* [WHAT TO DO]:
Transcribe the records word for word. Leave every picture out.

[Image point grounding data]

----

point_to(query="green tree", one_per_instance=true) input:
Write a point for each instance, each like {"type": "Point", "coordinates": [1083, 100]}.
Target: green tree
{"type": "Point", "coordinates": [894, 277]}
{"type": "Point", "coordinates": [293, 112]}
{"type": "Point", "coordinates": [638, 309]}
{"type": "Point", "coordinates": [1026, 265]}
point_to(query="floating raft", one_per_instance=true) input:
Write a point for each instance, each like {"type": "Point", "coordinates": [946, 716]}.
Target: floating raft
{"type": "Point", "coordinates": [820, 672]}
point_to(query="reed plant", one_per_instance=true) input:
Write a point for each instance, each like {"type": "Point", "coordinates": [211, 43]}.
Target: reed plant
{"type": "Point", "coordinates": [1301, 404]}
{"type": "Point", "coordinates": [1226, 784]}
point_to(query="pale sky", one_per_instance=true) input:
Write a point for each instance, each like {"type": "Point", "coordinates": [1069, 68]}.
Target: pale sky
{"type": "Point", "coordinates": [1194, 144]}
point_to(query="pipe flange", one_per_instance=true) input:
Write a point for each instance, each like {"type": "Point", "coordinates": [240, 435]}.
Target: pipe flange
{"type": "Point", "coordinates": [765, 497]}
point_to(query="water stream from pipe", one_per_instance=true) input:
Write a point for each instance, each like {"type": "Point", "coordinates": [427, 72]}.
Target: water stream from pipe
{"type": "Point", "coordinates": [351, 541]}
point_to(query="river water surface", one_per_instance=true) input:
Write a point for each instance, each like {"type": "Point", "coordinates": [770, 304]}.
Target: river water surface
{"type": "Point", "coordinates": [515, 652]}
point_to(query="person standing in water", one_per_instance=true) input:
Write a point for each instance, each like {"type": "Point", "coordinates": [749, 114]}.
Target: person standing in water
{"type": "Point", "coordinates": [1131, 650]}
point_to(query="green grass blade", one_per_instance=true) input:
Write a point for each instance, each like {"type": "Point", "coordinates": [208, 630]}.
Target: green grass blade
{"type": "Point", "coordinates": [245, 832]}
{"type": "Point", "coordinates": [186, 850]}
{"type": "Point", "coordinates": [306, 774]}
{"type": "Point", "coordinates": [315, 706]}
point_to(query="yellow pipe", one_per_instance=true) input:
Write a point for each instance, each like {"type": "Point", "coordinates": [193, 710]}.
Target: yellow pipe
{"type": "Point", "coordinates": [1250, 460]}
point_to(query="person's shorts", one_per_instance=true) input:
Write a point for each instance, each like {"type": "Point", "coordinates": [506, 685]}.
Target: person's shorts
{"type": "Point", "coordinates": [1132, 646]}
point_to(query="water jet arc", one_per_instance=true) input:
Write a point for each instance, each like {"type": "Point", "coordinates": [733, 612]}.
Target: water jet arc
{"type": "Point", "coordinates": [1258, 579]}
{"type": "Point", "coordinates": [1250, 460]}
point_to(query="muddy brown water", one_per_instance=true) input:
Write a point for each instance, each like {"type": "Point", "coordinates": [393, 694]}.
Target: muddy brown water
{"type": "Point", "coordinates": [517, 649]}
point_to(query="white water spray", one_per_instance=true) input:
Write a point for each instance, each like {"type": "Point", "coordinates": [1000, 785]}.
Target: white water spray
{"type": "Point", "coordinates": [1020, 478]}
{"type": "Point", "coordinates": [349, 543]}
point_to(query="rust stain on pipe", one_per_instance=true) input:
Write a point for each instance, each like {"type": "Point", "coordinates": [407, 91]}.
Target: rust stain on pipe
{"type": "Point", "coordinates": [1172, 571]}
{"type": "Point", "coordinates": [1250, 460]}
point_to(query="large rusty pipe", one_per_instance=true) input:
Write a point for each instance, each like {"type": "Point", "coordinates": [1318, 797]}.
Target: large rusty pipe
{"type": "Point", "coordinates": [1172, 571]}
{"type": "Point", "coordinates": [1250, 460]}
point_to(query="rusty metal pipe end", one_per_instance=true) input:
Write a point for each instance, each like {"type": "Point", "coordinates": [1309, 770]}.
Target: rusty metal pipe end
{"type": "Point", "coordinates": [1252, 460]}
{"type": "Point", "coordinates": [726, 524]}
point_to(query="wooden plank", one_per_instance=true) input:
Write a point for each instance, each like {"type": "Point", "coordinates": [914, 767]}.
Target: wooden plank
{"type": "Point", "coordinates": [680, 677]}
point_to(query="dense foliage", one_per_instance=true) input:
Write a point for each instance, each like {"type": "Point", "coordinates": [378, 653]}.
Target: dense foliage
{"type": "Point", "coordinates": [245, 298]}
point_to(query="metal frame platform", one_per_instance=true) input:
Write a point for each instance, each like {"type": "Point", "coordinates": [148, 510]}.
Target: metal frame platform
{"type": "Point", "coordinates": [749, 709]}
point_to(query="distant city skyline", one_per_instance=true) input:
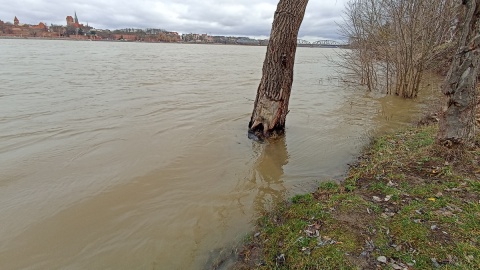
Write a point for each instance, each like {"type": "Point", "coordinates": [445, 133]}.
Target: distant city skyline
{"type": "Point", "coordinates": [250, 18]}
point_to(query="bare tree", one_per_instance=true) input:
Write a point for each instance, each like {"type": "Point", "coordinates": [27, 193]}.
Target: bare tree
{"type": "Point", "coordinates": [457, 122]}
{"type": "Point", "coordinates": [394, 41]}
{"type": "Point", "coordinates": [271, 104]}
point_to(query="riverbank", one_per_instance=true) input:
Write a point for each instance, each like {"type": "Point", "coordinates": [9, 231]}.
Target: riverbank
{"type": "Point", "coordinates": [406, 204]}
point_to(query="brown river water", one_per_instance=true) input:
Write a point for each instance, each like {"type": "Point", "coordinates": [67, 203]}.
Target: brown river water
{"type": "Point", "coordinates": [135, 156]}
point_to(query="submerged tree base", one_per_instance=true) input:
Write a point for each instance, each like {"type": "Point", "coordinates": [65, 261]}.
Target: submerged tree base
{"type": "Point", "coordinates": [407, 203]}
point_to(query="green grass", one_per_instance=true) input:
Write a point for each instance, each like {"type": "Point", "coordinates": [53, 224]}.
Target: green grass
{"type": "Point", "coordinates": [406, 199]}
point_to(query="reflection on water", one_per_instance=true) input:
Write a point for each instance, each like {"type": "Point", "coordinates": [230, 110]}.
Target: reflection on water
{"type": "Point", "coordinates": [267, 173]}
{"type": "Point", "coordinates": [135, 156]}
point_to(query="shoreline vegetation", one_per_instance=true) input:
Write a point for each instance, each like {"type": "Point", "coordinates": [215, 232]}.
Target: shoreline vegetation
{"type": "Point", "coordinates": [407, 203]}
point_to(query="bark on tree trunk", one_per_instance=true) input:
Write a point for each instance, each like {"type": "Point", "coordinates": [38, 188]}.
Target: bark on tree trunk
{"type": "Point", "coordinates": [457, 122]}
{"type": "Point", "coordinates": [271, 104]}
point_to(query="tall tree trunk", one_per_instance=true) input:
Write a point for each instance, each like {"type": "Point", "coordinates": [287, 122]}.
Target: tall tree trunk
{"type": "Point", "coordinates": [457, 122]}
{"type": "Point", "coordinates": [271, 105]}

----

* [EXERCISE RESULT]:
point_to(query="green tree", one_per_instance=true) input:
Write a point for each instance, each like {"type": "Point", "coordinates": [1083, 100]}.
Target: green tree
{"type": "Point", "coordinates": [894, 277]}
{"type": "Point", "coordinates": [293, 112]}
{"type": "Point", "coordinates": [638, 309]}
{"type": "Point", "coordinates": [1026, 265]}
point_to(query="floating raft", one_per_instance=true) input:
Write a point for each instance, each like {"type": "Point", "coordinates": [946, 716]}.
Target: floating raft
{"type": "Point", "coordinates": [820, 672]}
point_to(query="reed plant", one_per_instance=true) input:
Write a point for each instance, each like {"type": "Point", "coordinates": [211, 43]}.
Target: reed plant
{"type": "Point", "coordinates": [1301, 404]}
{"type": "Point", "coordinates": [1226, 784]}
point_to(query="pale sky", one_per_instance=true) input:
Write a point for each instance, each like {"type": "Point", "coordinates": [1069, 68]}.
Target: pale sky
{"type": "Point", "coordinates": [1194, 144]}
point_to(query="pipe flange", one_per_instance=true) input:
Write a point for each instance, each like {"type": "Point", "coordinates": [240, 435]}.
Target: pipe flange
{"type": "Point", "coordinates": [765, 497]}
point_to(query="water stream from pipe", one_per_instance=true) input:
Write a point for each instance, each like {"type": "Point", "coordinates": [427, 72]}.
Target: water stream from pipe
{"type": "Point", "coordinates": [351, 541]}
point_to(query="river water surface", one_per_instance=true) input:
Write a point for each instance, each like {"type": "Point", "coordinates": [770, 304]}.
Target: river water surface
{"type": "Point", "coordinates": [515, 652]}
point_to(query="person standing in water", one_per_instance=true) input:
Write a point for each instance, each like {"type": "Point", "coordinates": [749, 114]}.
Target: person standing in water
{"type": "Point", "coordinates": [1131, 650]}
point_to(query="green grass blade", one_per_instance=true) input:
Write a point for each instance, each like {"type": "Point", "coordinates": [208, 630]}.
Target: green grass blade
{"type": "Point", "coordinates": [245, 832]}
{"type": "Point", "coordinates": [186, 850]}
{"type": "Point", "coordinates": [306, 774]}
{"type": "Point", "coordinates": [315, 706]}
point_to(query="yellow pipe", one_per_instance=true) input:
Write a point for each instance, each like {"type": "Point", "coordinates": [193, 710]}.
Target: yellow pipe
{"type": "Point", "coordinates": [1250, 460]}
point_to(query="person's shorts", one_per_instance=true) input:
Write a point for each instance, each like {"type": "Point", "coordinates": [506, 685]}.
Target: person's shorts
{"type": "Point", "coordinates": [1132, 646]}
point_to(query="water jet arc", one_per_instance=true) input:
Write a point for each instance, each like {"type": "Point", "coordinates": [733, 612]}.
Target: water jet arc
{"type": "Point", "coordinates": [1258, 579]}
{"type": "Point", "coordinates": [1250, 460]}
point_to(query="muddy brown water", one_per_instance=true) input:
Write a point for each instance, each like {"type": "Point", "coordinates": [393, 694]}.
Target: muddy brown water
{"type": "Point", "coordinates": [517, 649]}
point_to(query="white water spray", one_per_instance=true) input:
Write a point for each instance, each like {"type": "Point", "coordinates": [1000, 785]}.
Target: white water spray
{"type": "Point", "coordinates": [1020, 478]}
{"type": "Point", "coordinates": [349, 543]}
point_to(query="rust stain on pipe", one_per_instance=true) input:
Write a point for each instance, each like {"type": "Point", "coordinates": [407, 91]}.
Target: rust stain on pipe
{"type": "Point", "coordinates": [1172, 571]}
{"type": "Point", "coordinates": [1250, 460]}
point_to(query="large rusty pipe", one_per_instance=true) input:
Write a point for each instance, each like {"type": "Point", "coordinates": [1318, 797]}.
Target: large rusty pipe
{"type": "Point", "coordinates": [1172, 571]}
{"type": "Point", "coordinates": [1250, 460]}
point_to(query="rusty metal pipe end", one_per_instance=true) input:
Write a point for each instance, each like {"type": "Point", "coordinates": [1309, 770]}.
Target: rusty metal pipe end
{"type": "Point", "coordinates": [1252, 460]}
{"type": "Point", "coordinates": [726, 524]}
point_to(query="wooden plank", one_per_instance=true) input:
Write a point for each instance, each like {"type": "Point", "coordinates": [914, 767]}.
Target: wooden plank
{"type": "Point", "coordinates": [680, 677]}
point_to(query="dense foliage", one_per_instance=true) input:
Write a point for each instance, each like {"type": "Point", "coordinates": [378, 653]}.
Target: dense foliage
{"type": "Point", "coordinates": [245, 298]}
point_to(query="metal frame platform", one_per_instance=true) input:
Write a point for each instance, each like {"type": "Point", "coordinates": [148, 510]}.
Target: metal frame platform
{"type": "Point", "coordinates": [749, 709]}
point_to(query="distant city skyline", one_per_instance=true) input:
Write a point for each instance, each like {"type": "Point", "coordinates": [445, 133]}.
Target: distant city skyline
{"type": "Point", "coordinates": [250, 18]}
point_to(query="bare tree", one_per_instance=true) input:
Write a point for each instance, each like {"type": "Point", "coordinates": [27, 193]}.
Target: bare tree
{"type": "Point", "coordinates": [457, 122]}
{"type": "Point", "coordinates": [394, 41]}
{"type": "Point", "coordinates": [271, 104]}
point_to(query="riverbank", one_per_instance=true) input:
Write a point for each instance, each like {"type": "Point", "coordinates": [9, 231]}.
Target: riverbank
{"type": "Point", "coordinates": [406, 204]}
point_to(query="brown river water", one_per_instance=true) input:
Write a point for each instance, each like {"type": "Point", "coordinates": [67, 203]}.
Target: brown river water
{"type": "Point", "coordinates": [135, 156]}
point_to(query="submerged tree base", one_per_instance=true) input:
Write a point for each instance, each like {"type": "Point", "coordinates": [65, 261]}.
Target: submerged tree base
{"type": "Point", "coordinates": [407, 203]}
point_to(query="green grass", one_per_instance=true) input:
Write a point for each instance, each like {"type": "Point", "coordinates": [53, 224]}.
Target: green grass
{"type": "Point", "coordinates": [406, 199]}
point_to(query="reflection on water", one_per_instance=true) input:
Write a point for each instance, each like {"type": "Point", "coordinates": [230, 110]}.
Target: reflection on water
{"type": "Point", "coordinates": [267, 173]}
{"type": "Point", "coordinates": [135, 156]}
point_to(query="shoreline vegetation", one_per_instance=true) input:
Write a point for each instance, each like {"type": "Point", "coordinates": [215, 232]}.
Target: shoreline vegetation
{"type": "Point", "coordinates": [407, 203]}
point_to(query="bark on tree trunk", one_per_instance=true) input:
Write a point for each instance, each like {"type": "Point", "coordinates": [38, 188]}.
Target: bark on tree trunk
{"type": "Point", "coordinates": [457, 122]}
{"type": "Point", "coordinates": [271, 104]}
point_to(query="tall tree trunk", one_per_instance=true) input:
Write a point for each instance, each like {"type": "Point", "coordinates": [287, 122]}.
Target: tall tree trunk
{"type": "Point", "coordinates": [457, 122]}
{"type": "Point", "coordinates": [271, 105]}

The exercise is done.